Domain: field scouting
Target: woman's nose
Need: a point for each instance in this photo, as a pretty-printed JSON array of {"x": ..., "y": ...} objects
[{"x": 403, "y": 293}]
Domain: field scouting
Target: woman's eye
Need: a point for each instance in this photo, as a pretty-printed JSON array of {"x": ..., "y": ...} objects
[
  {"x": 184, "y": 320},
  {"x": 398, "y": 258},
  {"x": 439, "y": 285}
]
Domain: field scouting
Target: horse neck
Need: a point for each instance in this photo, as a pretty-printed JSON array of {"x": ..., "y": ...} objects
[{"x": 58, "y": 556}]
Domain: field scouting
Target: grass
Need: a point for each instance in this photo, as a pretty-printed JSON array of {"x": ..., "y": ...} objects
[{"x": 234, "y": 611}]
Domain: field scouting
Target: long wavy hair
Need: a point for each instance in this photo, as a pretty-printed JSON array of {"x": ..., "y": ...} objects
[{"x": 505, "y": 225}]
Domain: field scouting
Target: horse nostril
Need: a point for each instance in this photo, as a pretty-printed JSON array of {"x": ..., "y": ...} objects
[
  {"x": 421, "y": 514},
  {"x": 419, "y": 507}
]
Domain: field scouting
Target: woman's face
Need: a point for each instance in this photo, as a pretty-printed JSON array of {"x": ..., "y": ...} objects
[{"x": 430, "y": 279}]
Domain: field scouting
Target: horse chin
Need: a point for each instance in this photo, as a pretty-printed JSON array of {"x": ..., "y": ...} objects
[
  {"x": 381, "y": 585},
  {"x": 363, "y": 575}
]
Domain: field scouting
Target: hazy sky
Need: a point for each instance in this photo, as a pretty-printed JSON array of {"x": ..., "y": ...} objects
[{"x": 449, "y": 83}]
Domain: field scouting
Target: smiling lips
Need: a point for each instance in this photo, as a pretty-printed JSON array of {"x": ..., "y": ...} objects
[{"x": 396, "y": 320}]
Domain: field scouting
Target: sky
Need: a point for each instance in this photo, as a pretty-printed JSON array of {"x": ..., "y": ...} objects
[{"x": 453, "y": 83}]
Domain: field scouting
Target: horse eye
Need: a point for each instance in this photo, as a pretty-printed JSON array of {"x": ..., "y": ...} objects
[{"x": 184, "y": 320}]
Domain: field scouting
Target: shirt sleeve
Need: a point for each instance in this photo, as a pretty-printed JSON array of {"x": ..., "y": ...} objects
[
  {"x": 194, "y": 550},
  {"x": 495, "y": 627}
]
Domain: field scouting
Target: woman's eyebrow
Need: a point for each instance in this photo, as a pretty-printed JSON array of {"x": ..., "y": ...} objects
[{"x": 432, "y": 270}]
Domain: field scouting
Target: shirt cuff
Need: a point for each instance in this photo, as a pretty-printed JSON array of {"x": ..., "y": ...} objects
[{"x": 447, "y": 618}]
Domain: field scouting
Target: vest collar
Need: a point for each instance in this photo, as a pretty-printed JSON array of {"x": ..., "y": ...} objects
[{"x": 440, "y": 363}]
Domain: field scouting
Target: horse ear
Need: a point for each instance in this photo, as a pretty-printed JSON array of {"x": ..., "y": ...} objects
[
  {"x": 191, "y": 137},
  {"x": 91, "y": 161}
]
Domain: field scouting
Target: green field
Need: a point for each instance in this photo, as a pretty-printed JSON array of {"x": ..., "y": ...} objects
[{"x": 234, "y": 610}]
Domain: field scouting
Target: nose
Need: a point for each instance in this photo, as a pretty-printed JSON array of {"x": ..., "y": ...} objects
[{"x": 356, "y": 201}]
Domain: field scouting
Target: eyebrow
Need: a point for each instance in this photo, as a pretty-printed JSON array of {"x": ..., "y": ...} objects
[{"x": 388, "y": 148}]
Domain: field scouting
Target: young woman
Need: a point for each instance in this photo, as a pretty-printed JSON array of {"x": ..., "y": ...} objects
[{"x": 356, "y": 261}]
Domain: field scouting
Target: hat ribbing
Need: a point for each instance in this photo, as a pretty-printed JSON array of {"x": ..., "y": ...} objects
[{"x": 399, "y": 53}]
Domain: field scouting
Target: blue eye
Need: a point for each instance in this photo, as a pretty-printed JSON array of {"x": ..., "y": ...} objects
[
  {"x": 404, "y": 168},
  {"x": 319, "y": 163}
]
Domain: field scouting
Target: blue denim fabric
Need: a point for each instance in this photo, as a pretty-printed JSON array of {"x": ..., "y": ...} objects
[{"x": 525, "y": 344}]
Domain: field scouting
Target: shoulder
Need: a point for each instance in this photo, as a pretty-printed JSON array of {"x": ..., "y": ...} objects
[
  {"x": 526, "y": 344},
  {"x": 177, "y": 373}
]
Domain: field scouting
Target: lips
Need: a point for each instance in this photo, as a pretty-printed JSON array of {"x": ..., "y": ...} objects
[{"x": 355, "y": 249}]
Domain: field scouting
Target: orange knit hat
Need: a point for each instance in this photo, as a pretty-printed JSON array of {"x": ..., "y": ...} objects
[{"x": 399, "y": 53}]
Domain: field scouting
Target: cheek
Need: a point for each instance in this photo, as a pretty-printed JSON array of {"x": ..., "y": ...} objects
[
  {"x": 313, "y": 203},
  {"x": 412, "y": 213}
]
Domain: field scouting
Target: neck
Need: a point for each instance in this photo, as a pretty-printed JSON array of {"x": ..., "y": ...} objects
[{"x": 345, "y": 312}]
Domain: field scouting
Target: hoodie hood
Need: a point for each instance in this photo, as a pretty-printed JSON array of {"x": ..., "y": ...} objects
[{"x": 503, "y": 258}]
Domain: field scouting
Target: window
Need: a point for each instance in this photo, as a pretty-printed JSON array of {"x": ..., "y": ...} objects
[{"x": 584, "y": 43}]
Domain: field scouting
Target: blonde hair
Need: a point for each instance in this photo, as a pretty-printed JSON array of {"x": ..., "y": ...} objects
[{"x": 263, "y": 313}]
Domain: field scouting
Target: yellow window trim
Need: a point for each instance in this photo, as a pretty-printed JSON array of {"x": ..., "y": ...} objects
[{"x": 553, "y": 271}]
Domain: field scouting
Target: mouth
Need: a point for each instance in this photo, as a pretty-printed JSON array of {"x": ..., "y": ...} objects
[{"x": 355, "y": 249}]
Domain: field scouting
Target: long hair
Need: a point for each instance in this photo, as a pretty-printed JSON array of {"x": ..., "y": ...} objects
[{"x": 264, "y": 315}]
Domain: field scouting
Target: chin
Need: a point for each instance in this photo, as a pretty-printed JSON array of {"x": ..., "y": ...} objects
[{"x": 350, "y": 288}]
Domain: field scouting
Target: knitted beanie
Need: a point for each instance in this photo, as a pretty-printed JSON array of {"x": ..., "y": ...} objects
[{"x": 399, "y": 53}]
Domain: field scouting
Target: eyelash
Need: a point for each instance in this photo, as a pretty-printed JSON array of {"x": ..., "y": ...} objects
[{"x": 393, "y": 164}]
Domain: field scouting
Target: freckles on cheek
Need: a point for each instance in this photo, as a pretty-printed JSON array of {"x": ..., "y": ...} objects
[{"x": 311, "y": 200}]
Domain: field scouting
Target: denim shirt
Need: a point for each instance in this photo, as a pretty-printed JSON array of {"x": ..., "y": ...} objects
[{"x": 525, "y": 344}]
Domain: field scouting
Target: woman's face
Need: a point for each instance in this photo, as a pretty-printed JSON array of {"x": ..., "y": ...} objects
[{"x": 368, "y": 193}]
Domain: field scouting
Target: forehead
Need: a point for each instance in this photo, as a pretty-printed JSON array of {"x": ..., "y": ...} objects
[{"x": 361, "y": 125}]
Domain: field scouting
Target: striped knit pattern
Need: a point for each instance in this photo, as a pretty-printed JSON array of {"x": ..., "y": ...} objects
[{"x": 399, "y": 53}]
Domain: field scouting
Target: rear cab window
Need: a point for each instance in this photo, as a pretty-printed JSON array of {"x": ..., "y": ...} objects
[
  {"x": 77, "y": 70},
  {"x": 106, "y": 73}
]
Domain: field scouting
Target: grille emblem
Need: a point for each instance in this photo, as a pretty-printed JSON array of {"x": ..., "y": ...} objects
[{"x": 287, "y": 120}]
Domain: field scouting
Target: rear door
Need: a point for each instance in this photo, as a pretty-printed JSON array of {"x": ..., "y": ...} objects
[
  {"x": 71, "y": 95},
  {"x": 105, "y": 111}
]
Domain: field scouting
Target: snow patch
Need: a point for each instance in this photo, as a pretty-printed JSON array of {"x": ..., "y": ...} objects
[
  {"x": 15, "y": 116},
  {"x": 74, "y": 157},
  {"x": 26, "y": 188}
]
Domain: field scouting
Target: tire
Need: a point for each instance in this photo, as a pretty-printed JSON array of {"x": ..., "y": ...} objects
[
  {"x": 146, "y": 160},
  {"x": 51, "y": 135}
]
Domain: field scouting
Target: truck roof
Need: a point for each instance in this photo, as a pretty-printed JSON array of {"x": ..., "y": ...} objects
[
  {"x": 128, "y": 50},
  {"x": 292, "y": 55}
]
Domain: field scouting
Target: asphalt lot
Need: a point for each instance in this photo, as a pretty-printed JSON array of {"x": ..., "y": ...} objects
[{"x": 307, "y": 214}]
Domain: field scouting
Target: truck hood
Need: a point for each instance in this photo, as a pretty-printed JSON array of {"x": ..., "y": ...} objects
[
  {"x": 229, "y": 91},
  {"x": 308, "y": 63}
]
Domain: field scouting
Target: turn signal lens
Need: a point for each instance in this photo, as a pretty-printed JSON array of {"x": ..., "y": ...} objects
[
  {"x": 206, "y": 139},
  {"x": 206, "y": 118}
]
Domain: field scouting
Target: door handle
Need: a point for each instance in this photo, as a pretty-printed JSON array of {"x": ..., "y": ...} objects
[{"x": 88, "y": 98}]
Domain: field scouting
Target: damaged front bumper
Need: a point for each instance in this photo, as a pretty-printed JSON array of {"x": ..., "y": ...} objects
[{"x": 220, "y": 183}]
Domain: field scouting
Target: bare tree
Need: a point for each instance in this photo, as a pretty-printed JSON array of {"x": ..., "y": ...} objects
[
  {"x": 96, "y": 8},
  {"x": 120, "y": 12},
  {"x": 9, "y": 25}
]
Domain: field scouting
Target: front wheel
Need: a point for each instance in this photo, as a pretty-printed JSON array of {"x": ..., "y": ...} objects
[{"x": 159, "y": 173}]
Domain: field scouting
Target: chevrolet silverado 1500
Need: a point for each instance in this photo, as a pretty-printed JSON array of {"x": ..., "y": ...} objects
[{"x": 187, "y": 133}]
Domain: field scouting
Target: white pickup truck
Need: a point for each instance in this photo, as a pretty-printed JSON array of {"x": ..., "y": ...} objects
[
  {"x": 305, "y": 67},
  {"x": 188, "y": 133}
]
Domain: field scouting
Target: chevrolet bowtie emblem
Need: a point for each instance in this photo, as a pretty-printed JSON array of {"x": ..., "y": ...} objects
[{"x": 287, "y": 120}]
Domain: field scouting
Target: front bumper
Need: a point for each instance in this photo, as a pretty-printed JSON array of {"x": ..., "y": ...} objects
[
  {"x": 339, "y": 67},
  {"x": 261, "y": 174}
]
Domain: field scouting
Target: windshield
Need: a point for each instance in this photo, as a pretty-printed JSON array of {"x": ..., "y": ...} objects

—————

Work instructions:
How many lines above contain the word "horse"? Reply with the number alone.

Response for this exercise:
5